Exercise goal> Starting with the line that contains "Target: dark floating shelf", copy each line exactly through the end of the listing, and omit all pictures.
━━━ Dataset records ━━━
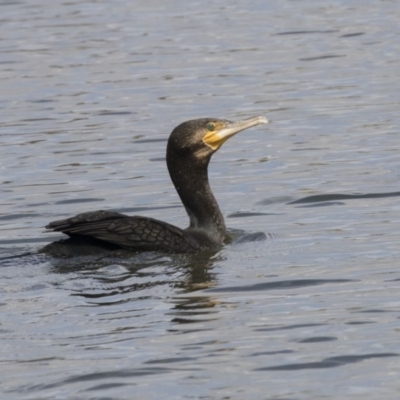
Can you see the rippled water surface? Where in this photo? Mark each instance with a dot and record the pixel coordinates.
(90, 92)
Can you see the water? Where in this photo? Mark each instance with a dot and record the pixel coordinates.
(90, 93)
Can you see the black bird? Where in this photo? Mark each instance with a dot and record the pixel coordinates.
(189, 150)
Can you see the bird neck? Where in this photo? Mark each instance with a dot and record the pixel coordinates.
(190, 179)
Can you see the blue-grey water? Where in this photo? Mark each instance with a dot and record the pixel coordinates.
(90, 91)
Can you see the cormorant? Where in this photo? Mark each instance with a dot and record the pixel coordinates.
(189, 150)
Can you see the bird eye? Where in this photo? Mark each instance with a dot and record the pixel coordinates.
(210, 127)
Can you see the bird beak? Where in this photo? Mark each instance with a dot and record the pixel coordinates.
(218, 137)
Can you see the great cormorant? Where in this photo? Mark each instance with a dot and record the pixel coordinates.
(189, 150)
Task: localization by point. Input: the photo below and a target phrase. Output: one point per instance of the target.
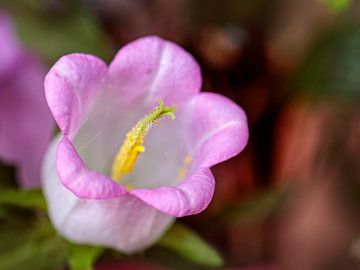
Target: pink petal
(189, 198)
(71, 87)
(150, 68)
(216, 129)
(125, 223)
(76, 177)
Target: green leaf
(54, 32)
(82, 257)
(30, 247)
(27, 198)
(332, 67)
(188, 244)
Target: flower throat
(132, 146)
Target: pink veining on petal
(189, 198)
(216, 129)
(83, 183)
(150, 68)
(70, 87)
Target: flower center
(132, 146)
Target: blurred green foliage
(30, 245)
(333, 66)
(29, 198)
(53, 31)
(82, 257)
(189, 245)
(338, 5)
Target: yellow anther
(132, 146)
(183, 169)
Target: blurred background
(291, 199)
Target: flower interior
(132, 146)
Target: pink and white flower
(95, 106)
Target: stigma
(133, 144)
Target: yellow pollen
(132, 146)
(183, 169)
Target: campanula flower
(26, 124)
(136, 144)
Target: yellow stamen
(133, 144)
(183, 169)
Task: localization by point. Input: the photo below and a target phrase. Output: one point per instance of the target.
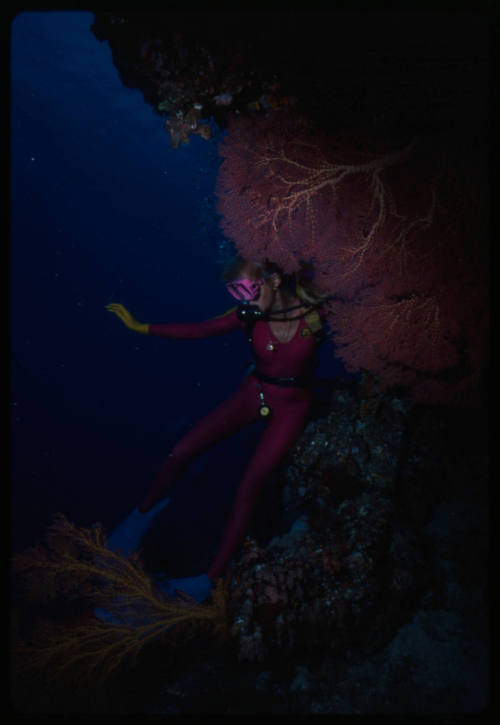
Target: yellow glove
(125, 316)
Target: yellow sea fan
(76, 563)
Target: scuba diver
(282, 317)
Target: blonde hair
(299, 283)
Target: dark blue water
(102, 209)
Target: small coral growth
(74, 569)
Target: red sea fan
(394, 232)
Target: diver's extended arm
(125, 316)
(184, 330)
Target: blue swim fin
(129, 533)
(196, 587)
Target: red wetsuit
(289, 405)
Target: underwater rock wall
(359, 485)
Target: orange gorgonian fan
(396, 233)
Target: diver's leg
(278, 438)
(236, 412)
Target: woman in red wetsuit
(282, 319)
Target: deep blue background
(102, 209)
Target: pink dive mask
(245, 289)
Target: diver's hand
(125, 316)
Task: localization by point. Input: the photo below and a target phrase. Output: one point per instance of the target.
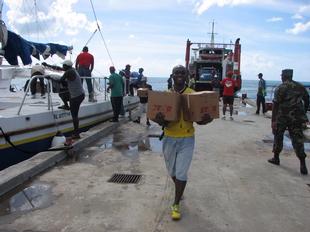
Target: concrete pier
(231, 185)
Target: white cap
(68, 63)
(144, 78)
(37, 68)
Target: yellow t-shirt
(180, 128)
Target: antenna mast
(212, 35)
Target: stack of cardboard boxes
(193, 105)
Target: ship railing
(99, 86)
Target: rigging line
(91, 37)
(105, 45)
(36, 18)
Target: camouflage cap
(287, 72)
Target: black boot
(303, 167)
(275, 160)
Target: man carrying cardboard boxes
(179, 139)
(143, 95)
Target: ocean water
(248, 86)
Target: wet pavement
(231, 185)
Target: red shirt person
(229, 85)
(84, 65)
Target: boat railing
(100, 85)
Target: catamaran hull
(33, 133)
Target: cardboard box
(142, 92)
(169, 103)
(195, 105)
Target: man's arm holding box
(205, 119)
(160, 119)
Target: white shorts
(142, 108)
(178, 154)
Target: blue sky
(274, 34)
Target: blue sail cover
(17, 46)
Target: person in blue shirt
(261, 94)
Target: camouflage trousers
(296, 135)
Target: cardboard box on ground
(193, 105)
(197, 104)
(142, 92)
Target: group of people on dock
(71, 89)
(290, 104)
(289, 112)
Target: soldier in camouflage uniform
(290, 104)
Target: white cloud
(49, 18)
(304, 9)
(299, 28)
(204, 5)
(297, 16)
(274, 19)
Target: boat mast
(1, 7)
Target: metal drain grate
(246, 120)
(125, 178)
(267, 140)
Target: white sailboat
(27, 125)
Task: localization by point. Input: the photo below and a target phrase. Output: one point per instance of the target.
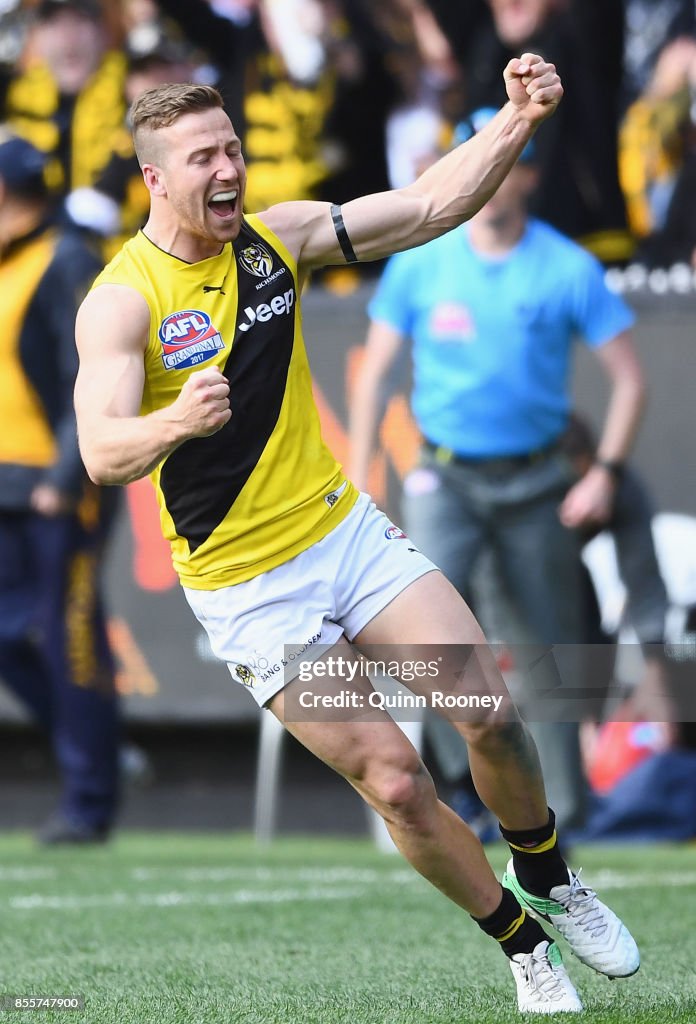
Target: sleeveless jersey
(265, 486)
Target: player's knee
(493, 735)
(404, 792)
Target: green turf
(202, 930)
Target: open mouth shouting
(223, 204)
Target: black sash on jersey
(203, 478)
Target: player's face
(203, 175)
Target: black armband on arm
(342, 235)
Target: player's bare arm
(446, 195)
(119, 445)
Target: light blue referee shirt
(492, 338)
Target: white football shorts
(265, 627)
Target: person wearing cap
(53, 650)
(70, 101)
(492, 310)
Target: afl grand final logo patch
(188, 338)
(257, 260)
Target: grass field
(201, 930)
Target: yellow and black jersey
(265, 486)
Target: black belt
(447, 457)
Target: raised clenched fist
(533, 86)
(203, 406)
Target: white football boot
(542, 982)
(594, 932)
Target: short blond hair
(162, 107)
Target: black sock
(512, 927)
(537, 860)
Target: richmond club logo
(187, 339)
(257, 260)
(245, 675)
(394, 534)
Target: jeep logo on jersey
(279, 305)
(257, 260)
(187, 339)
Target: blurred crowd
(336, 98)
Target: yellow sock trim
(508, 934)
(541, 848)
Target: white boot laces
(538, 976)
(580, 903)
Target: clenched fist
(203, 406)
(533, 87)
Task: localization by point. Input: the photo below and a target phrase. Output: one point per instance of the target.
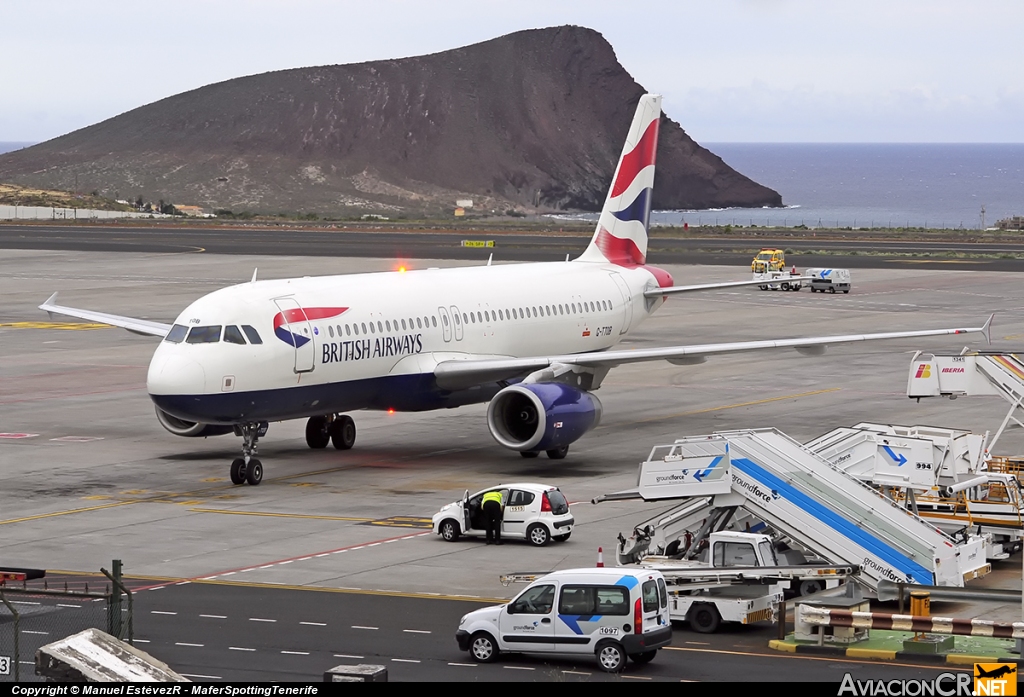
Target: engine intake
(189, 429)
(542, 416)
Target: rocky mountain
(534, 120)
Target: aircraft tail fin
(621, 236)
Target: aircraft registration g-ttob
(534, 340)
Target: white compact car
(537, 513)
(607, 612)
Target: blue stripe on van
(914, 571)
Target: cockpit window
(177, 334)
(232, 335)
(204, 335)
(252, 334)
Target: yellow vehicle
(768, 260)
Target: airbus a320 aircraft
(534, 340)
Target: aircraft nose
(173, 374)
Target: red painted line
(212, 576)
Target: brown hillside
(535, 119)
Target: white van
(612, 613)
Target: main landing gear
(338, 429)
(247, 469)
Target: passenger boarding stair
(828, 513)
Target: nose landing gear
(247, 469)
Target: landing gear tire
(239, 471)
(254, 472)
(316, 433)
(538, 534)
(343, 433)
(450, 530)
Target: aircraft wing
(675, 290)
(143, 327)
(460, 374)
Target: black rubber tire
(254, 472)
(645, 657)
(538, 534)
(316, 433)
(238, 471)
(343, 433)
(482, 648)
(450, 530)
(610, 656)
(704, 618)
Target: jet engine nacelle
(189, 429)
(542, 416)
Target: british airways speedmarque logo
(298, 315)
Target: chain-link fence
(32, 617)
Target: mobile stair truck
(770, 478)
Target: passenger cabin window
(204, 335)
(594, 600)
(536, 601)
(734, 554)
(252, 334)
(233, 336)
(177, 334)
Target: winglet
(49, 303)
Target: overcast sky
(783, 71)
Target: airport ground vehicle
(612, 613)
(537, 513)
(829, 279)
(768, 260)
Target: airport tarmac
(95, 477)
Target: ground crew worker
(493, 506)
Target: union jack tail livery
(621, 236)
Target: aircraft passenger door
(292, 327)
(445, 323)
(457, 317)
(627, 302)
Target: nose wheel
(248, 469)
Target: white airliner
(532, 340)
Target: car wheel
(610, 657)
(704, 618)
(482, 648)
(538, 534)
(645, 657)
(450, 530)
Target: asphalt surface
(508, 247)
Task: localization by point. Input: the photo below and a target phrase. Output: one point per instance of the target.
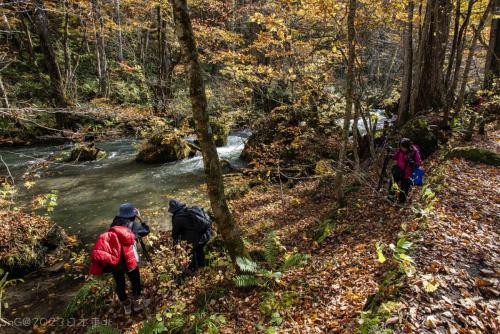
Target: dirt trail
(460, 254)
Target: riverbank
(329, 292)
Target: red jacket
(110, 246)
(401, 160)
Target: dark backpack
(200, 218)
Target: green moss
(324, 167)
(220, 131)
(85, 153)
(420, 134)
(475, 154)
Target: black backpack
(200, 218)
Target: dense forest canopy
(280, 117)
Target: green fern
(246, 281)
(89, 298)
(102, 329)
(246, 265)
(293, 260)
(152, 326)
(273, 245)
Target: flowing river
(88, 194)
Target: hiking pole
(145, 250)
(384, 168)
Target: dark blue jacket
(185, 227)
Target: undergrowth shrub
(268, 273)
(90, 298)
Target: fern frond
(152, 326)
(272, 249)
(245, 281)
(293, 260)
(246, 265)
(102, 329)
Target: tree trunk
(492, 67)
(470, 56)
(42, 28)
(351, 58)
(355, 135)
(226, 225)
(101, 51)
(450, 96)
(119, 23)
(4, 97)
(29, 41)
(406, 81)
(430, 90)
(451, 60)
(67, 62)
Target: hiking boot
(141, 303)
(127, 307)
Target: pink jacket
(401, 158)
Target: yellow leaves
(481, 282)
(430, 283)
(29, 184)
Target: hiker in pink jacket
(407, 159)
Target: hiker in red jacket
(115, 252)
(407, 159)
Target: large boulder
(475, 154)
(86, 152)
(220, 131)
(162, 148)
(422, 135)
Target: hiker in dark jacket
(407, 159)
(118, 255)
(185, 226)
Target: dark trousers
(197, 257)
(134, 278)
(404, 184)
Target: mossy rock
(226, 166)
(82, 153)
(421, 134)
(54, 238)
(220, 131)
(475, 154)
(391, 104)
(324, 167)
(162, 148)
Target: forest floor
(457, 245)
(453, 287)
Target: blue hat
(127, 210)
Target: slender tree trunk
(351, 58)
(355, 135)
(42, 28)
(492, 67)
(451, 60)
(5, 99)
(67, 61)
(29, 41)
(406, 81)
(226, 225)
(470, 56)
(101, 51)
(119, 23)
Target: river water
(88, 194)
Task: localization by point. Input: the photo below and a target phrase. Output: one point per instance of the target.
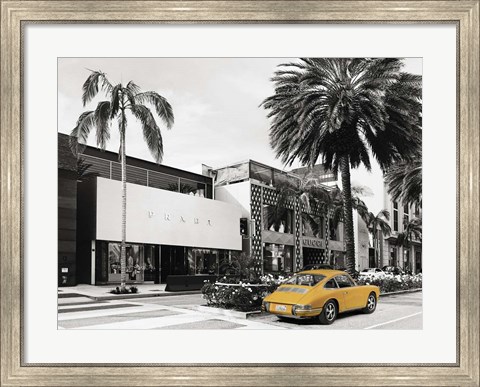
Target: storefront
(168, 233)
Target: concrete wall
(162, 217)
(237, 194)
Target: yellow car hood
(288, 294)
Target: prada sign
(313, 243)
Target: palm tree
(411, 232)
(376, 223)
(345, 110)
(404, 180)
(121, 100)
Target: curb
(111, 297)
(228, 312)
(400, 292)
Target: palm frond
(90, 87)
(115, 100)
(79, 134)
(102, 122)
(151, 131)
(162, 106)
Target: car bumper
(287, 311)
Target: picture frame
(15, 14)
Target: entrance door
(134, 262)
(172, 260)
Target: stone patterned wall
(314, 256)
(298, 237)
(256, 236)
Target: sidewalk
(98, 293)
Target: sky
(216, 103)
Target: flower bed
(233, 293)
(393, 283)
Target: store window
(406, 217)
(277, 219)
(395, 216)
(312, 226)
(149, 259)
(205, 261)
(134, 262)
(277, 258)
(333, 231)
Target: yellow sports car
(321, 294)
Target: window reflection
(277, 219)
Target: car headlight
(266, 306)
(301, 308)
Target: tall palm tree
(411, 232)
(404, 180)
(344, 110)
(375, 224)
(120, 101)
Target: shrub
(232, 293)
(393, 283)
(119, 290)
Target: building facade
(174, 227)
(279, 239)
(181, 223)
(408, 256)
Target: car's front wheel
(329, 313)
(371, 304)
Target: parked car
(395, 270)
(372, 272)
(322, 295)
(317, 267)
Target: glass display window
(277, 258)
(134, 262)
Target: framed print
(225, 70)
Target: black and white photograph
(240, 193)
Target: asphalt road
(181, 312)
(403, 311)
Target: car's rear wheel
(371, 303)
(329, 313)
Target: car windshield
(305, 279)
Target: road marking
(392, 321)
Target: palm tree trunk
(347, 213)
(327, 237)
(123, 258)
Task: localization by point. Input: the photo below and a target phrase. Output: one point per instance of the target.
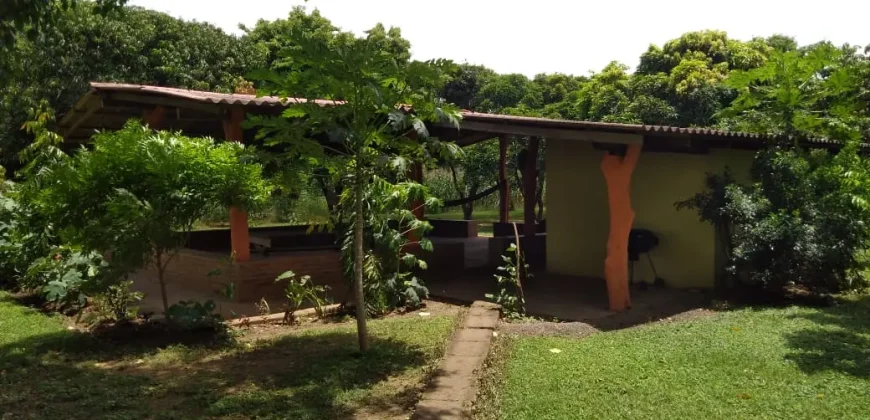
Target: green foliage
(801, 221)
(130, 45)
(465, 83)
(298, 291)
(369, 128)
(31, 18)
(137, 193)
(803, 93)
(474, 171)
(68, 276)
(510, 282)
(116, 304)
(194, 315)
(392, 235)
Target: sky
(549, 36)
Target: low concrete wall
(446, 258)
(283, 237)
(534, 249)
(255, 279)
(444, 228)
(507, 229)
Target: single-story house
(603, 179)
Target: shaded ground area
(792, 362)
(484, 216)
(151, 303)
(48, 371)
(572, 298)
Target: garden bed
(313, 371)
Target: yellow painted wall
(577, 213)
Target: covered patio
(610, 153)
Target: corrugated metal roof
(270, 102)
(612, 127)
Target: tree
(474, 170)
(363, 102)
(138, 193)
(464, 86)
(31, 17)
(800, 93)
(503, 91)
(129, 45)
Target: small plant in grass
(299, 290)
(193, 315)
(510, 282)
(117, 303)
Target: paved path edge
(454, 384)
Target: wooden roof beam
(552, 133)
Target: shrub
(802, 220)
(510, 282)
(193, 315)
(68, 276)
(24, 237)
(298, 291)
(138, 193)
(117, 303)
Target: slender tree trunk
(161, 278)
(358, 257)
(467, 210)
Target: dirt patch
(536, 328)
(273, 330)
(689, 315)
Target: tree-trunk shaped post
(239, 235)
(504, 191)
(530, 186)
(617, 172)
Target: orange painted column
(617, 172)
(239, 235)
(504, 191)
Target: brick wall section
(255, 279)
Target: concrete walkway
(454, 387)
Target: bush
(193, 315)
(298, 291)
(24, 236)
(117, 303)
(802, 220)
(510, 278)
(68, 277)
(138, 193)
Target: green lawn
(792, 363)
(47, 371)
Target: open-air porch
(603, 181)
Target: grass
(48, 371)
(485, 216)
(798, 363)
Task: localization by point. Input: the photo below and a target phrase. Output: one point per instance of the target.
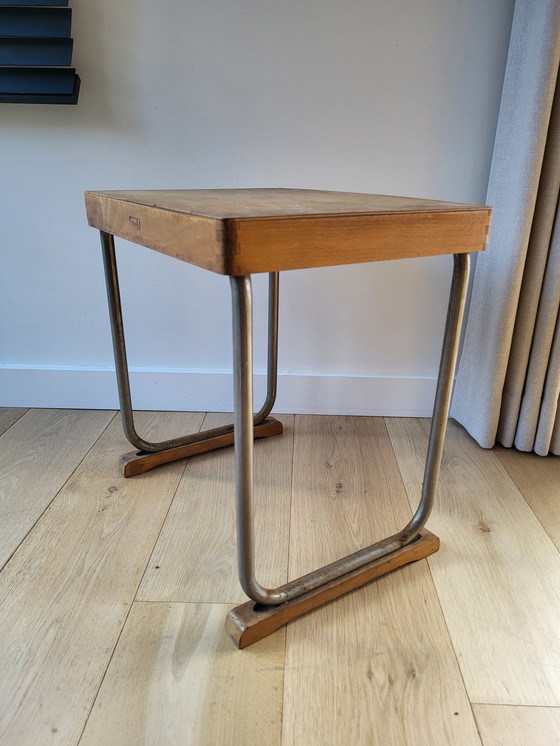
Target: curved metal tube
(121, 363)
(243, 423)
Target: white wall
(395, 97)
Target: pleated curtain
(508, 380)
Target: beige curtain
(508, 381)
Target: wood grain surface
(195, 557)
(176, 678)
(497, 573)
(64, 600)
(238, 232)
(538, 480)
(37, 455)
(518, 726)
(376, 666)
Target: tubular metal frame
(121, 363)
(243, 444)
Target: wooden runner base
(251, 622)
(140, 462)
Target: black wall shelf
(36, 53)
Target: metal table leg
(274, 607)
(153, 454)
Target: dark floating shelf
(41, 3)
(36, 53)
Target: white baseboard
(211, 391)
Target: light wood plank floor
(113, 592)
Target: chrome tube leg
(444, 390)
(272, 356)
(243, 440)
(121, 363)
(119, 346)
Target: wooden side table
(239, 232)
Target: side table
(239, 232)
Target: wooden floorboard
(176, 678)
(37, 455)
(497, 573)
(455, 650)
(538, 480)
(66, 593)
(9, 415)
(502, 725)
(195, 557)
(376, 666)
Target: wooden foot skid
(140, 462)
(251, 622)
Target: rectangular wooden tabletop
(243, 231)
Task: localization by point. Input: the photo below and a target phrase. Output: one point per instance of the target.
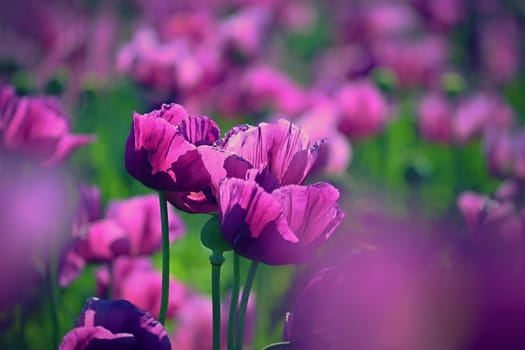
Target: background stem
(165, 257)
(244, 303)
(234, 301)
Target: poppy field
(262, 174)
━━━
Complete output>
Target: dark floating shelf
(41, 3)
(36, 53)
Target: white baseboard
(211, 391)
Target: light wood plank floor
(113, 592)
Target: chrome tube leg
(444, 390)
(272, 356)
(243, 440)
(121, 363)
(119, 346)
Target: wooden side table
(239, 232)
Target: side table
(239, 232)
Target: wooden floorboard
(176, 678)
(37, 455)
(497, 573)
(455, 650)
(538, 480)
(66, 593)
(9, 415)
(502, 725)
(195, 557)
(376, 666)
Target: wooden foot skid
(140, 462)
(251, 622)
Target: rectangular wooden tabletop
(243, 231)
Task: localization by point. Input: the photo below and a target phrase. Output: one point per instance of the target.
Target: background stem
(165, 257)
(244, 303)
(234, 301)
Target: poppy field
(262, 174)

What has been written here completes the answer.